### TRECHO DO TEXTO
::::

Toleramos os de Sentinela mas não os que querem sentinelas nas fronteiras. Coluna de João Pereira Coutinho, publicada pela FSP:
Acompanho com interesse a saga de John Chau. Corrijo. Acompanho com
interesse a saga do corpo de John Chau, o evangelizador de 26 anos que
partiu para uma ilha remota do Oceano Índico com o propósito de
“cristianizar” uma tribo primitiva. Não correu bem. John não terminou no
espeto, como os seus antepassados missionários em outras partes
remotas. Mas também não regressou mais ao mundo dos vivos. Dizem os
pescadores que o levaram até à ilha de Sentinela do Norte, a mais de 1
mil km do continente indiano, que o cadáver foi enterrado na praia.
Provavelmente, depois de uma chuva de flechadas.
Agora, a questão está em saber se o corpo deve ser recuperado e, em
caso afirmativo, como. Não será fácil. A tribo é hostil e a presença de
estrangeiros, com seus vírus e doenças, é hostil para ela. Sempre foi.

::::

### INSTRUÇÕES DE TRABALHO
(1) No texto sobre John Chau, a que distância do continente indiano fica a ilha de Sentinela do Norte?
(2) Dê continuidade ao texto sobre John Chau a partir da última frase.

::::

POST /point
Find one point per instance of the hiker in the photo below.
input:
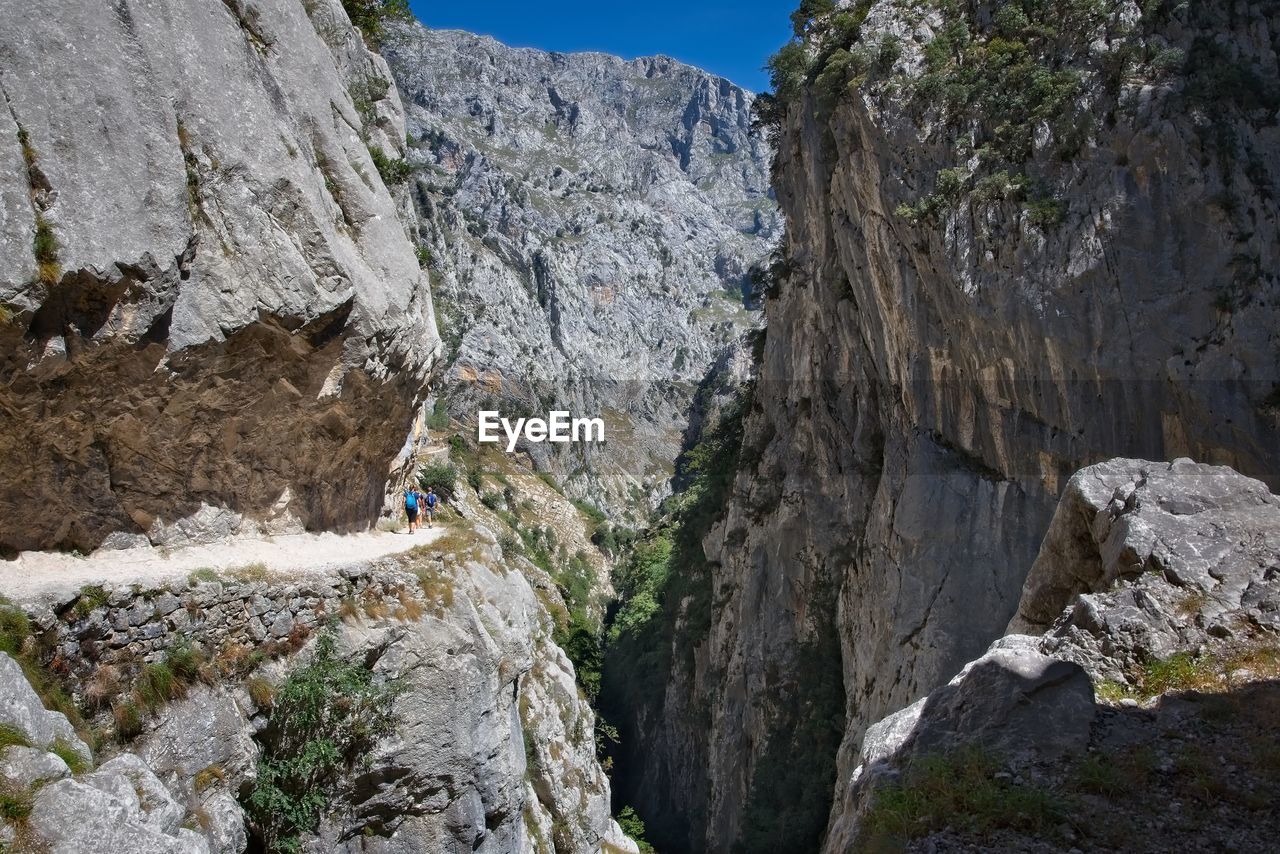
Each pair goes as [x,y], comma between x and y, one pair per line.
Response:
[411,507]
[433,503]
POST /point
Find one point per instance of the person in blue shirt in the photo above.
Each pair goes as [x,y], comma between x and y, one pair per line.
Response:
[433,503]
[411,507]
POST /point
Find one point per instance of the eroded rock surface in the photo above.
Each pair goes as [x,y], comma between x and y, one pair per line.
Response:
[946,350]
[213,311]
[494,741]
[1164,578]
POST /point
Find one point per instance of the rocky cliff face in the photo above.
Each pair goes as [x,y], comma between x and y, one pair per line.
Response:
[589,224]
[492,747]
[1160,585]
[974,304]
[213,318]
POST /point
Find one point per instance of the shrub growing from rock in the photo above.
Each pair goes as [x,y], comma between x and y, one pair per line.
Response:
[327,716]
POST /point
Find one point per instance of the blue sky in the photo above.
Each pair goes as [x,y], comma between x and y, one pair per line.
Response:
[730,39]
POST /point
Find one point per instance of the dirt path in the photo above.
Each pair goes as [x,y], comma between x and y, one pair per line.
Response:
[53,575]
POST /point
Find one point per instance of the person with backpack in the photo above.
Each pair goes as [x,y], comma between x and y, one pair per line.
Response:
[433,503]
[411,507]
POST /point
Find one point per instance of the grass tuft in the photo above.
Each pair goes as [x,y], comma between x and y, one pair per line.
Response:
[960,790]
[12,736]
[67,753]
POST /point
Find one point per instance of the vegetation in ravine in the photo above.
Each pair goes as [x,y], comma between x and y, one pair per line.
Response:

::::

### RESPOSTAS EM ORDEM
(1) A mais de 1 mil km do continente indiano.

(2)
Temos um impasse. Lamento, leitor: não sei como resolver o impasse,
embora defenda que o corpo deva ser recuperado. Não o fazer seria uma
triste rendição dos valores mais básicos da sociedade – como dizer? –
“civilizada”. Mas esse não é o ponto.
O ponto é que tenho lido dezenas e dezenas de textos – como dizer? –
“progressistas” que apontam no mesmo sentido: se a tribo não quer ser
perturbada, respeitemos a vontade da tribo. E respeitemos, já agora, a
lei indiana que proíbe essas aproximações.
Começo por dizer que concordo com o argumento. Mas eu, confesso,
nunca fui exemplo para ninguém em minha misantropia libertária. “Não
perturbe” não é apenas a frase mais bela que é possível encontrar em
quartos de hotel (a segunda mais bela é “temos minibar”). É o mandamento
político básico das minhas tábuas sagradas. Talvez seja por isso que
vou colecionando, em várias línguas, esses avisos que penduramos nas
portas. Mas divago.
Ou não divago. Porque as mesmas almas que defendem o respeito
absoluto, dir-se-ia até sagrado, pela vontade de uma tribo em não ser
perturbada por estranhos são precisamente as mesmas que negam esse
direito às “tribos ocidentais” quando o assunto é imigração.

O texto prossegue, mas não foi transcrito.